─── Record excerpts

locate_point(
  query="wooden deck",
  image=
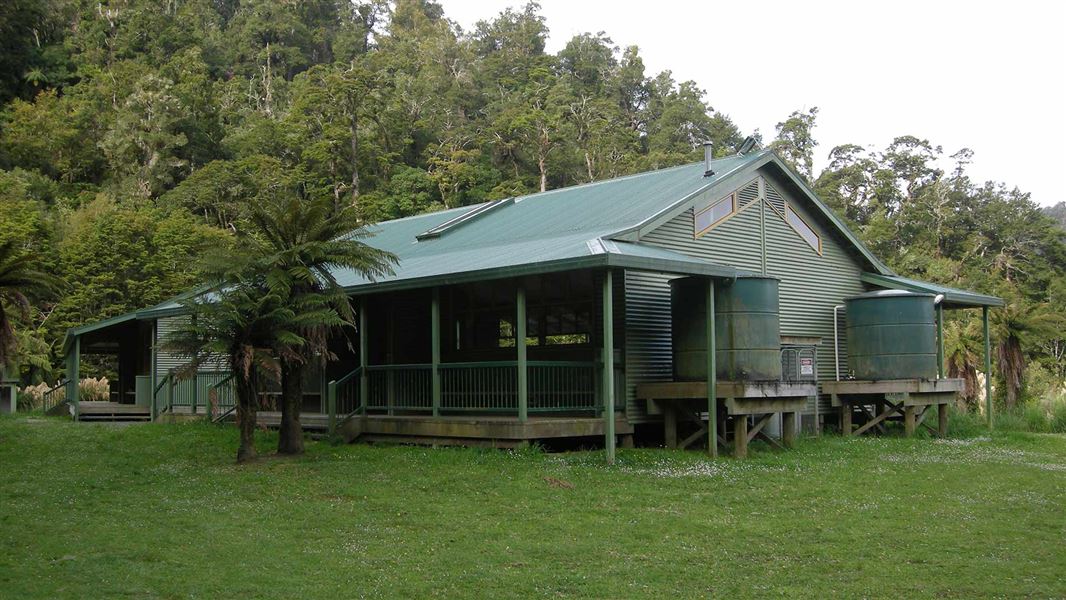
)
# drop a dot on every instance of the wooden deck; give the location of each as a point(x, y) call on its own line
point(499, 432)
point(112, 411)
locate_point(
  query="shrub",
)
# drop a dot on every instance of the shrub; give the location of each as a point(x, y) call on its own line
point(92, 389)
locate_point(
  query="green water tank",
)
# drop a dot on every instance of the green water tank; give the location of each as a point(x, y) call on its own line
point(746, 324)
point(891, 335)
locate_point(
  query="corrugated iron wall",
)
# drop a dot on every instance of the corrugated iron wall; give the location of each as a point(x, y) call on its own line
point(166, 360)
point(811, 285)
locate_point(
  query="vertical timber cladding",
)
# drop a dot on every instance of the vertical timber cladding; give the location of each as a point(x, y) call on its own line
point(811, 285)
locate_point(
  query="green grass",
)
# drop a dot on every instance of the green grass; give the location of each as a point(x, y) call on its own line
point(161, 511)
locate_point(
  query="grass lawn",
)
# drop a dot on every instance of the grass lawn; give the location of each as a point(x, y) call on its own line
point(161, 511)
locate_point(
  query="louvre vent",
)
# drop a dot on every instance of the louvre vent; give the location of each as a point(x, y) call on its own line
point(775, 200)
point(747, 194)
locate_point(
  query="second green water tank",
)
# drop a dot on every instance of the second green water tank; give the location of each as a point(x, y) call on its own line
point(891, 335)
point(746, 324)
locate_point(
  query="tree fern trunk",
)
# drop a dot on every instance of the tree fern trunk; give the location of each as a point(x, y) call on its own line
point(246, 419)
point(291, 437)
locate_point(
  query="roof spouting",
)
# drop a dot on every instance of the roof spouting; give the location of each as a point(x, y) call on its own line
point(952, 296)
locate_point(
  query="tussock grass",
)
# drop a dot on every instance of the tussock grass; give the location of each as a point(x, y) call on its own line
point(161, 511)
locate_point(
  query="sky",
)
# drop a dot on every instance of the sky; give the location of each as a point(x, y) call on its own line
point(985, 76)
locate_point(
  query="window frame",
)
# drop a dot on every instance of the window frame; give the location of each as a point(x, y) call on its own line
point(789, 210)
point(695, 215)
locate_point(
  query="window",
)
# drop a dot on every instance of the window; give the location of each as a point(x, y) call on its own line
point(715, 213)
point(806, 231)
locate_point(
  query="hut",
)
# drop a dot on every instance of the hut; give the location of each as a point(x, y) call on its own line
point(547, 315)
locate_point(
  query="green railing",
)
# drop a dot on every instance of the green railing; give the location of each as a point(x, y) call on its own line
point(487, 387)
point(190, 392)
point(222, 399)
point(53, 396)
point(399, 387)
point(553, 386)
point(558, 386)
point(159, 406)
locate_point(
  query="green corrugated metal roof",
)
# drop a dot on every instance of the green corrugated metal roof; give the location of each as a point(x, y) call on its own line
point(544, 228)
point(952, 296)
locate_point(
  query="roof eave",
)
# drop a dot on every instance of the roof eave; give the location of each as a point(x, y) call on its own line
point(957, 298)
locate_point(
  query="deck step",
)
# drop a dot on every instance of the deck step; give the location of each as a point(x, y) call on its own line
point(113, 411)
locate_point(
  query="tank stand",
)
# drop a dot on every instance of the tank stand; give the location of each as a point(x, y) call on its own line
point(738, 403)
point(909, 400)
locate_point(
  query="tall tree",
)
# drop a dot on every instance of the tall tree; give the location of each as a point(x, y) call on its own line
point(19, 279)
point(795, 142)
point(299, 244)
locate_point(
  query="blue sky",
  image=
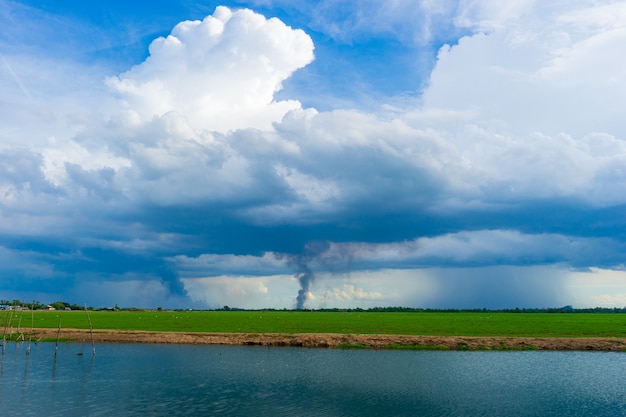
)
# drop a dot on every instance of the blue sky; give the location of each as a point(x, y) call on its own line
point(281, 154)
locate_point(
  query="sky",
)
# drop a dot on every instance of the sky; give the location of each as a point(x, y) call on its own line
point(313, 154)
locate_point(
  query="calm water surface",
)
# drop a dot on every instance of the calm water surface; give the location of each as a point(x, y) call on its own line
point(182, 380)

──────

Leave out the pictures and return the rest of the records exactly.

locate_point(
  query="wooden deck",
  image=
)
# drop a dot on every instance of the wooden deck; give the location of each as a point(x, y) call on its own line
point(499, 432)
point(112, 411)
locate_point(
  query="shrub",
)
# drop a dot on every instance of the shrub; give the location of each as a point(x, y) call on its own line
point(92, 389)
locate_point(
  query="green water tank",
)
# drop a dot on every instance of the green water tank; give the location of each as a point(x, y) call on its own line
point(746, 324)
point(891, 335)
locate_point(
  query="corrugated iron wall",
)
# drop a dot on every instance of the corrugated iron wall; give the location of each as a point(x, y) call on its own line
point(166, 360)
point(811, 285)
locate_point(
  query="vertical timber cladding",
)
# drop a dot on every instance of the vertical timber cladding; give the location of each as a point(x, y) call on its own line
point(811, 285)
locate_point(
  query="green grass",
)
# drop a dot on every instance of the green grass; give the location of each as a point(x, y) call on its own line
point(161, 511)
locate_point(
  query="grass lawn",
)
# drop a dot on every instance of the grass lawn; give the location of each as a point(x, y) call on its own line
point(161, 511)
locate_point(
  query="louvre vent",
)
# drop a dot on every instance of the louvre vent; give the location of each as a point(x, y) call on its own line
point(775, 200)
point(747, 194)
locate_point(
  query="second green water tank",
)
# drop a dot on every instance of the second green water tank; give the location of each as a point(x, y) call on its own line
point(891, 335)
point(746, 324)
locate_point(
  query="tree fern trunk",
)
# drop a dot on every instance of the tree fern trunk; give the location of each as a point(x, y) call on its own line
point(246, 419)
point(291, 437)
locate_point(
  query="roof spouting",
)
# drop a dot on every instance of the roof spouting; give the location of each as a point(x, y) call on its own line
point(952, 296)
locate_point(
  query="tussock grass",
)
# drop a dot on every instance of the tussock grass; give the location of each as a point(x, y) call on its own line
point(161, 511)
locate_point(
  query="sky",
)
# drop a dot on every instance of the sky; give the location of each as a point(x, y) call on its own line
point(985, 76)
locate_point(
  query="window frame",
)
# drop a dot on every instance of the window frame; give the location of each as a point(x, y) call on its own line
point(789, 210)
point(695, 215)
locate_point(
  query="window",
)
# drop a dot on every instance of the window; give the location of each as a point(x, y) call on its own line
point(715, 213)
point(806, 231)
locate_point(
  query="hut",
)
# drop a dot on every instance of the hut; give the location of each as a point(x, y) call on its own line
point(547, 315)
locate_point(
  query="green railing",
)
# drop a dot on every instance of the green railing; give the location of each as a point(x, y) call on its own line
point(487, 387)
point(190, 392)
point(222, 399)
point(53, 396)
point(399, 387)
point(553, 386)
point(558, 386)
point(159, 406)
locate_point(
  query="green corrugated metal roof",
)
# drop a dot on every instance of the green corrugated metal roof; give the location of each as a point(x, y) call on its own line
point(544, 228)
point(952, 296)
locate_point(
  query="roof eave",
)
# drop a dot on every instance of the roof eave; give the location of each as a point(x, y) call on its own line
point(957, 298)
locate_point(
  query="deck step",
)
# drop a dot on every instance of the deck step; give the location of each as a point(x, y) call on its own line
point(113, 411)
locate_point(
  query="tank stand",
)
# drop a dot on every instance of the tank stand; give the location of each as a point(x, y) call on its own line
point(738, 403)
point(909, 400)
locate_point(
  query="tall tree",
)
# drop a dot on every instance of the tall tree; give the location of each as a point(x, y) call on its own line
point(19, 279)
point(795, 142)
point(299, 244)
locate_point(
  query="blue sky",
  image=
)
# drop a dot on every instance of the blue sky; give the location of each as a point(x, y) call on its own line
point(281, 154)
locate_point(
  query="sky",
)
# drop a dot on every instance of the sky; give the location of each as a point(x, y) call on its own line
point(313, 154)
locate_point(
  query="calm water surface",
)
# drop a dot on every instance of the calm water surface; give the location of each as a point(x, y) call on its own line
point(182, 380)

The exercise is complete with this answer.